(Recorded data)
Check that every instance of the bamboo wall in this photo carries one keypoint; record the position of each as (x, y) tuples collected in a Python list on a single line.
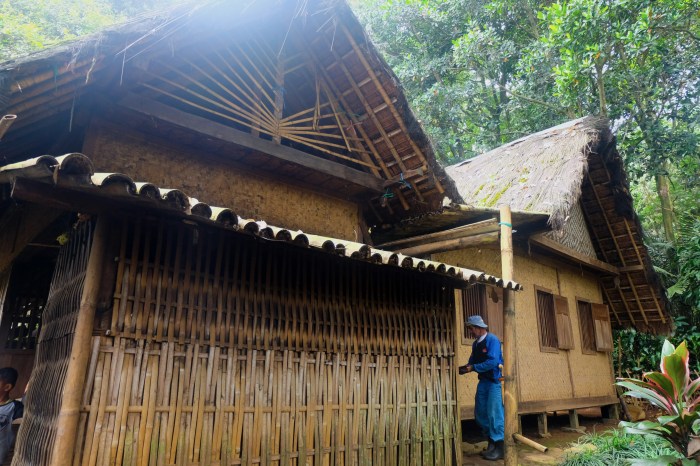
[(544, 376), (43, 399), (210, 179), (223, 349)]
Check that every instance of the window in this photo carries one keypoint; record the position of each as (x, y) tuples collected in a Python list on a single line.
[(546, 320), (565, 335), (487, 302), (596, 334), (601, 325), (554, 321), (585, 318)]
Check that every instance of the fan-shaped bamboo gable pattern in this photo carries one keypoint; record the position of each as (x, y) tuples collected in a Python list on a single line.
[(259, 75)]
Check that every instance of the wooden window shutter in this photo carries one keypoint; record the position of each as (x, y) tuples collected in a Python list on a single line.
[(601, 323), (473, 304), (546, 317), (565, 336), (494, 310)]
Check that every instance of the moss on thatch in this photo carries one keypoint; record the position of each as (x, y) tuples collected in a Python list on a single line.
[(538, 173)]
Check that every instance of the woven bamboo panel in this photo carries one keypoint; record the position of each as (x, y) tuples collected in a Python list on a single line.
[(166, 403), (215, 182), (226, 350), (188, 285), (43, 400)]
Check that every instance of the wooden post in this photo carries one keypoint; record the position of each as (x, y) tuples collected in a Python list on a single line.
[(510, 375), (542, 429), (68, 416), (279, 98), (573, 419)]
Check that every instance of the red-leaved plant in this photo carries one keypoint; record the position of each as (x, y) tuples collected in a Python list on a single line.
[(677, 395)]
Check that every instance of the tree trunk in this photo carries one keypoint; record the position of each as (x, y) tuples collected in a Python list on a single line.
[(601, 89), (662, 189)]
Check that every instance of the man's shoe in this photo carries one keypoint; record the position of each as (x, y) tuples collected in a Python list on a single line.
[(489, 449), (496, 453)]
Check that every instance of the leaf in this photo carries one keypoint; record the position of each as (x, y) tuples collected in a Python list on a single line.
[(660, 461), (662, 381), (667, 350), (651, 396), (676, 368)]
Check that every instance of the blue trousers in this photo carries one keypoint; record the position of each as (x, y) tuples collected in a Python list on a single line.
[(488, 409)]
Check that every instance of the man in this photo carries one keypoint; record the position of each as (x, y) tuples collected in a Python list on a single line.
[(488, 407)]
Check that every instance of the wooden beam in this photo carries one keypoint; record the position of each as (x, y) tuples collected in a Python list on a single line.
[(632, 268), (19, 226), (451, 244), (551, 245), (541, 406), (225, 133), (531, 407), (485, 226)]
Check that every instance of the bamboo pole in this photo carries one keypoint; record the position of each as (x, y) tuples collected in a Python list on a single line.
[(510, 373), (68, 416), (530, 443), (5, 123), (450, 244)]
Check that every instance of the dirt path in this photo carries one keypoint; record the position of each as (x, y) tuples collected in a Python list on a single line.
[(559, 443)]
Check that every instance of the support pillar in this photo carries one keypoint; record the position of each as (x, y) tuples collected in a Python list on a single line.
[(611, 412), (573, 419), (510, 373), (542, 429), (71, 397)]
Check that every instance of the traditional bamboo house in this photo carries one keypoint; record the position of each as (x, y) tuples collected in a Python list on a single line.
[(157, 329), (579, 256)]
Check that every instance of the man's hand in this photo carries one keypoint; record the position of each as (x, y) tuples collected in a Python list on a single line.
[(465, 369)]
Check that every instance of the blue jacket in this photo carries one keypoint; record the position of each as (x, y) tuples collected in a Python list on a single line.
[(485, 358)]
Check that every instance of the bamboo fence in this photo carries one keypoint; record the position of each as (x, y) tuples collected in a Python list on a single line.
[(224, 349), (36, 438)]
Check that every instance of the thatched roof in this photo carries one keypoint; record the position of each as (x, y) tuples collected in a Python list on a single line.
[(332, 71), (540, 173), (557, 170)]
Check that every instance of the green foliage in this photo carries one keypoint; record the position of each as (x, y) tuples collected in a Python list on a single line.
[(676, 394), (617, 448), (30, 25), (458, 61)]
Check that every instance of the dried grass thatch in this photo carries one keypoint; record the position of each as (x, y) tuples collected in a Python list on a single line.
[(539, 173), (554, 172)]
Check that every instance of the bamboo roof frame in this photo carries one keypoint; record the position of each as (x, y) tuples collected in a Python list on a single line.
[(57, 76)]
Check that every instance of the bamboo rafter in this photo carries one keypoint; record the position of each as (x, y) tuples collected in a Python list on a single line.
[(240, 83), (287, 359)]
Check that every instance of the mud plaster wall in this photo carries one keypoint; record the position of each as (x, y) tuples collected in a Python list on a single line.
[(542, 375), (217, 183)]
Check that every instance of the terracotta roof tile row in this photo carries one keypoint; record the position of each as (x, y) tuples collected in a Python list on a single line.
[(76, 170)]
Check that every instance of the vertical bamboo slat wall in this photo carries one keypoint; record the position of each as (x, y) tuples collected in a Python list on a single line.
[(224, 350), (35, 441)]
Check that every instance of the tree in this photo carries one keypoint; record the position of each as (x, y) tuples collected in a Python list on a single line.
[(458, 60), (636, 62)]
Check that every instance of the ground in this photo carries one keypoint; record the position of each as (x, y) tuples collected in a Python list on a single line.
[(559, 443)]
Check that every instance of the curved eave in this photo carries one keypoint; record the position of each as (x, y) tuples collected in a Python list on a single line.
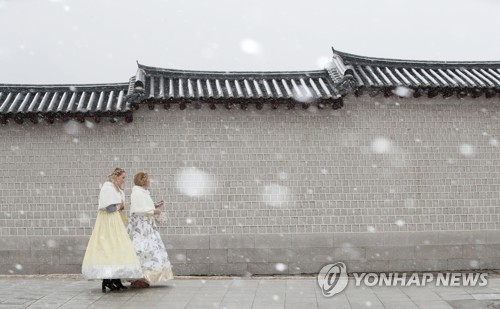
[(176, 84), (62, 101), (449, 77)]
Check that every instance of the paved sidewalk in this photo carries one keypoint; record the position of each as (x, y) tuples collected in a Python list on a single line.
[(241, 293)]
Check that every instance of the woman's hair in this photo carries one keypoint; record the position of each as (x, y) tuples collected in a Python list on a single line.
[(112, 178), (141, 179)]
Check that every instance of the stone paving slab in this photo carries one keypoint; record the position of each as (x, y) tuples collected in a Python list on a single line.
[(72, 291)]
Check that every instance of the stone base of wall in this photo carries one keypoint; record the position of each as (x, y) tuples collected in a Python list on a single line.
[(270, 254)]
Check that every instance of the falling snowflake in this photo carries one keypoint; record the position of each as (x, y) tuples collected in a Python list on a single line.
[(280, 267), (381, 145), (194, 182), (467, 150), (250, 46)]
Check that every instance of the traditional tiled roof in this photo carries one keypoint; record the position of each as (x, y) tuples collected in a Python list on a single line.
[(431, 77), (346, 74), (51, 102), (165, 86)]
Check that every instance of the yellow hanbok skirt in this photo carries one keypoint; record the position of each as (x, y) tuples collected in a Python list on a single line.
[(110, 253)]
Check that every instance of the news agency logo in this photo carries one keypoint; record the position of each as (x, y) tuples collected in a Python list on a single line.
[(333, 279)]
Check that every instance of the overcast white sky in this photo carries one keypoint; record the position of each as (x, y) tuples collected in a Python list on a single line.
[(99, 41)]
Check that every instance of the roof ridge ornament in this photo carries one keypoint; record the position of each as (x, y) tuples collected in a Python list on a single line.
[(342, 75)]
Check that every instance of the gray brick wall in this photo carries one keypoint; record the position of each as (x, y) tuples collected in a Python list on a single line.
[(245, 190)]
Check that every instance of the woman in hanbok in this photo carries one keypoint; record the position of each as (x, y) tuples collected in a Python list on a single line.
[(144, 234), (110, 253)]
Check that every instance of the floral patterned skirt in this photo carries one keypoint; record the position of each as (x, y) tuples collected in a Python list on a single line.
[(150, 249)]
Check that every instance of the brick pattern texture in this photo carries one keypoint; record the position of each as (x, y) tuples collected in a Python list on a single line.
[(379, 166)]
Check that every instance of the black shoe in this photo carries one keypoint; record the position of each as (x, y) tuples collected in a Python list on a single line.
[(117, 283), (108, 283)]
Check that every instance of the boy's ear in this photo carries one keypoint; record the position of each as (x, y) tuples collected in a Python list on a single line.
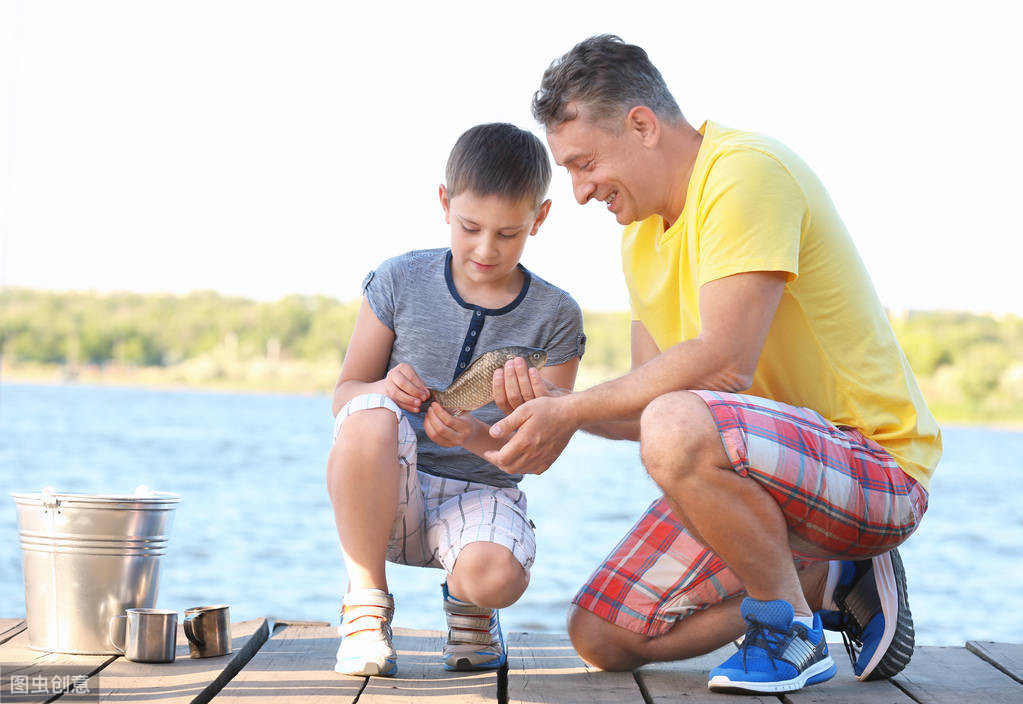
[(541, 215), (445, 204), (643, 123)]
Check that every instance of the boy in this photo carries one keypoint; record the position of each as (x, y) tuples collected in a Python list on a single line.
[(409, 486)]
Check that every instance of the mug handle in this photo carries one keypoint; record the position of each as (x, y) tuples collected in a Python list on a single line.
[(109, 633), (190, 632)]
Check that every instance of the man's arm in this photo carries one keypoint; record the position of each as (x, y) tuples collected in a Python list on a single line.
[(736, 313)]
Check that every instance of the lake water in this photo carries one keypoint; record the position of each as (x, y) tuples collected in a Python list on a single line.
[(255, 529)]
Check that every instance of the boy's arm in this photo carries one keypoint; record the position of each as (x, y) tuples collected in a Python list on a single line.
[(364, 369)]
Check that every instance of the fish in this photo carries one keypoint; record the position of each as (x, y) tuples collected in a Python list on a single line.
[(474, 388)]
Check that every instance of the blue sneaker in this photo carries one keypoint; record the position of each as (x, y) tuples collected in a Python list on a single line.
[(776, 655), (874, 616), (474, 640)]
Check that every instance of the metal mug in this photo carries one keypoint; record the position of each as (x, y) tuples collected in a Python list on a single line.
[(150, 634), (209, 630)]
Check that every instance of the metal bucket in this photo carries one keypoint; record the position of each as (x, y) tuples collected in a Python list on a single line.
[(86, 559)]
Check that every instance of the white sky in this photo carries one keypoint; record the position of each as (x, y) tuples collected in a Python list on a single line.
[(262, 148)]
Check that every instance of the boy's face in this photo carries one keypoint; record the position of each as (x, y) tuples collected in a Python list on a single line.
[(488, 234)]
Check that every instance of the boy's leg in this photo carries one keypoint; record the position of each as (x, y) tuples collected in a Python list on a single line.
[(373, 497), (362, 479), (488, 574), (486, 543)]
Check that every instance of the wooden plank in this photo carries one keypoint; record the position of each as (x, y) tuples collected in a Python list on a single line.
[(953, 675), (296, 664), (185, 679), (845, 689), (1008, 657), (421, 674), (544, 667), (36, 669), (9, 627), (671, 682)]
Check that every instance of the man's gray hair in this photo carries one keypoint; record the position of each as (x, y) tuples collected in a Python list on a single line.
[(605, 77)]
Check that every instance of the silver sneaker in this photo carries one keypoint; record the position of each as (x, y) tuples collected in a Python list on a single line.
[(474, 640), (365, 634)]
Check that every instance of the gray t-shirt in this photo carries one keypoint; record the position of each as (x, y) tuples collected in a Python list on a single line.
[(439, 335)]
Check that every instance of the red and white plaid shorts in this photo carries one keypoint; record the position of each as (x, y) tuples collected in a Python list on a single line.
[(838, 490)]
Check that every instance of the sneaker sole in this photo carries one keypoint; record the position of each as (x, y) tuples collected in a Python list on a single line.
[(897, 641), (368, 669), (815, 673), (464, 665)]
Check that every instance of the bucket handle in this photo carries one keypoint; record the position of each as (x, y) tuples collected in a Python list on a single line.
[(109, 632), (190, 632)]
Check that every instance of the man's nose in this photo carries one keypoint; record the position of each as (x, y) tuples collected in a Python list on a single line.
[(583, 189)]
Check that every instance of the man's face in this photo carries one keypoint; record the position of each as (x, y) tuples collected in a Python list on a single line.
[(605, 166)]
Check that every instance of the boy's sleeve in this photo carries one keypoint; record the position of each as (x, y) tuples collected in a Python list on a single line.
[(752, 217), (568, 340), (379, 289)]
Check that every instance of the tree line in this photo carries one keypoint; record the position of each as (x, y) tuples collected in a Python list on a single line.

-- Exercise details --
Please rescale the records from the start up to and including the line with "[(677, 395)]": repeat every line in full, but multiply each x and y coordinate in the answers by 1.8 and round it to a whole number, with halves rounding up. Leave the pictures out of your answer.

-- Result for this exercise --
Check that every instance of the bamboo wall in this photo carries one keypoint; record the position of each as (x, y) tuples collected in a Python list on a single line.
[(979, 677), (77, 718), (378, 322), (401, 628)]
Check that every instance of the window in this photo carries one keypoint; record the position of each as (x, y) tuples collected in a Python list on a single line.
[(983, 576), (1017, 603), (877, 544), (1073, 601), (1082, 585), (997, 578), (1053, 572)]
Check that every instance of the fan-shaped bamboo gable pattern in this photo carries one keypoint; record the position of each as (x, y) tuples collected in a Python list on a single line.
[(466, 135)]
Check that every instance of the wooden window shutter in this photo carries one keypoint; record the position of each as (x, y) tuples collected in a Python list on a single line.
[(1082, 581), (851, 547), (983, 571), (1017, 605), (889, 558)]
Check that every instance of the moss on thatch in this photo carries one keypoint; record the position of each as (x, y) tuples collected in a Python list on a single line.
[(968, 311)]
Check that every instance of the woven bamboo panel in this photo carries one keypoint; record the position of each as (x, y) tuples collected in a Python list on a single line.
[(299, 725), (387, 328), (407, 630), (338, 513), (77, 720)]
Check that every instance of the wooden post in this photo carries one keypoint; record the position of each as (x, y) tuples collected in a Python list on a single line.
[(918, 675), (976, 772), (122, 749), (502, 176), (1031, 754)]
Check that every instance of the red-leaved plant in this photo carries one keypoint; record the position of each as (x, y) tuples collected in a Python list on a single line.
[(1219, 711)]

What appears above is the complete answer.